◆ **Work instructions**
Pull out every line of the material below that contains the string "dead", and reproduce each in full. Case counts.
--- start ---
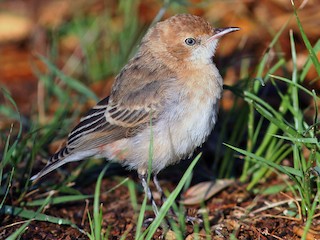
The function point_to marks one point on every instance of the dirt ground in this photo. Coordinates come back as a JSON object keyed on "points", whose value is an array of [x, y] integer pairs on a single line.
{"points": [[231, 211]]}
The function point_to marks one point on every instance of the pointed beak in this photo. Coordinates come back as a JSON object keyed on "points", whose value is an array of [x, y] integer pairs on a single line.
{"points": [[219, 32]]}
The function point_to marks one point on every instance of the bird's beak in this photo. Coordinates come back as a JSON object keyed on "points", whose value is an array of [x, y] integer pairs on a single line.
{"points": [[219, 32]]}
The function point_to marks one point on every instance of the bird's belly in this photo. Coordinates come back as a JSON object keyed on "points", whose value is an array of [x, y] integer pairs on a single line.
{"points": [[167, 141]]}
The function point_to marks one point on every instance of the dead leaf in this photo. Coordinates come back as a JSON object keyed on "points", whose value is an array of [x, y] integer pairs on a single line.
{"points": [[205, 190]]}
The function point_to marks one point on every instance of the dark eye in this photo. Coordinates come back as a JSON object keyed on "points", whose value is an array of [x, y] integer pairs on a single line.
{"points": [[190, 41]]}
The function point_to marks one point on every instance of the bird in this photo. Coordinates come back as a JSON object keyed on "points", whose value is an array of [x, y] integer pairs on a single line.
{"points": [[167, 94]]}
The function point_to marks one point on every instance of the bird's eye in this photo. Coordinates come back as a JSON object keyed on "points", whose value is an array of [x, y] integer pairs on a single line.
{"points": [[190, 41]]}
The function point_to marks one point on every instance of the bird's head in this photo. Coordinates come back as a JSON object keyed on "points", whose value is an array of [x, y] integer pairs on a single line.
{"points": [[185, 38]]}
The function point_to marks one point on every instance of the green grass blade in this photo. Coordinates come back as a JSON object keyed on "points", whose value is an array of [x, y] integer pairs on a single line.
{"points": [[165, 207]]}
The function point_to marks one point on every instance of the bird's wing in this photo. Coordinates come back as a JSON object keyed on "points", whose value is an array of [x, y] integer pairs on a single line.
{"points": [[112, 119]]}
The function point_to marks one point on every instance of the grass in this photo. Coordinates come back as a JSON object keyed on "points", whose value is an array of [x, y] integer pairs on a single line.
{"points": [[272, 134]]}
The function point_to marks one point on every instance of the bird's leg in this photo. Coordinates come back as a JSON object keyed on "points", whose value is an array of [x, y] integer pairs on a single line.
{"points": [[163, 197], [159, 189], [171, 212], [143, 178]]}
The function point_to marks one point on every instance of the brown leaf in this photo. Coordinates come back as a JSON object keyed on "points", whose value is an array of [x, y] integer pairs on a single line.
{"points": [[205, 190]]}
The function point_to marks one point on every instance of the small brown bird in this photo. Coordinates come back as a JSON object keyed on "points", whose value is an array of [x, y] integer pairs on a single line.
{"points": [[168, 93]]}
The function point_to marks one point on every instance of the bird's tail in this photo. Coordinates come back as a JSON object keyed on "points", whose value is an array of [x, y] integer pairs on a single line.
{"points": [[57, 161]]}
--- end ---
--- start ---
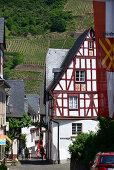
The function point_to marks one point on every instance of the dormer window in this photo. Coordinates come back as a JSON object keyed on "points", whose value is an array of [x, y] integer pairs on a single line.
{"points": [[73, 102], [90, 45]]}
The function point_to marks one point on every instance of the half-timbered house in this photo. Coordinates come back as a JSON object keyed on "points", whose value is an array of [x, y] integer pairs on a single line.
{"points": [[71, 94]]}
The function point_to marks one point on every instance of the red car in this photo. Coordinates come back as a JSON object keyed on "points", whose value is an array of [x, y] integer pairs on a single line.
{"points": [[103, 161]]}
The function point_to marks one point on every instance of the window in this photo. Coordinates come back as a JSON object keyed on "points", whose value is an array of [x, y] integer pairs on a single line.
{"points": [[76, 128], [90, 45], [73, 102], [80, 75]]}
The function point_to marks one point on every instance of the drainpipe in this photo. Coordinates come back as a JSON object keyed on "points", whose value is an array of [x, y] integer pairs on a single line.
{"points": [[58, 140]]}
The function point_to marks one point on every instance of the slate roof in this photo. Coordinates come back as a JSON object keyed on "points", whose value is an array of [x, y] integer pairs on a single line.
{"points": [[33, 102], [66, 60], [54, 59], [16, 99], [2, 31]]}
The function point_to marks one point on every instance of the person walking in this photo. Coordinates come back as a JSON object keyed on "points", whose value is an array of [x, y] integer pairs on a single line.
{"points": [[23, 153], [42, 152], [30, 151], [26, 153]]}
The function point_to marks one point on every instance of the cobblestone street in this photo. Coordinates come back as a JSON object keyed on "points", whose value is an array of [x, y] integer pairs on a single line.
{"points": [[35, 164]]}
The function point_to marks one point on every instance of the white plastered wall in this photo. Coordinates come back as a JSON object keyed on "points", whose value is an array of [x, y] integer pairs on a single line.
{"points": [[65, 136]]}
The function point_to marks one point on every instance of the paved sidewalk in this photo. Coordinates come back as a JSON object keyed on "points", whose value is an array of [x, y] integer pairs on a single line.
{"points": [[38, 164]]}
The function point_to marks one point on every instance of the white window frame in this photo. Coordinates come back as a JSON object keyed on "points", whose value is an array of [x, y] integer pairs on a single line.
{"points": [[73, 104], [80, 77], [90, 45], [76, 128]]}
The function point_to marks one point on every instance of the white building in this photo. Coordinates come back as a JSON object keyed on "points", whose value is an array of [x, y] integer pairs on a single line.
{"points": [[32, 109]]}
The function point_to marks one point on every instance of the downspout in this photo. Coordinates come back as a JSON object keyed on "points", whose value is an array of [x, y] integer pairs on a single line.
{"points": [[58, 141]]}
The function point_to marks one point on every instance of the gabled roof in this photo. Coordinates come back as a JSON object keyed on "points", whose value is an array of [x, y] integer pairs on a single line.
--- end ---
◆ **Result of the exercise**
The function point_to marks one point on every instance of the dead leaf in this photo. Coordinates come back as a JSON object keyed on "points", whose value is an array of [x, y] integer pairs on a single line.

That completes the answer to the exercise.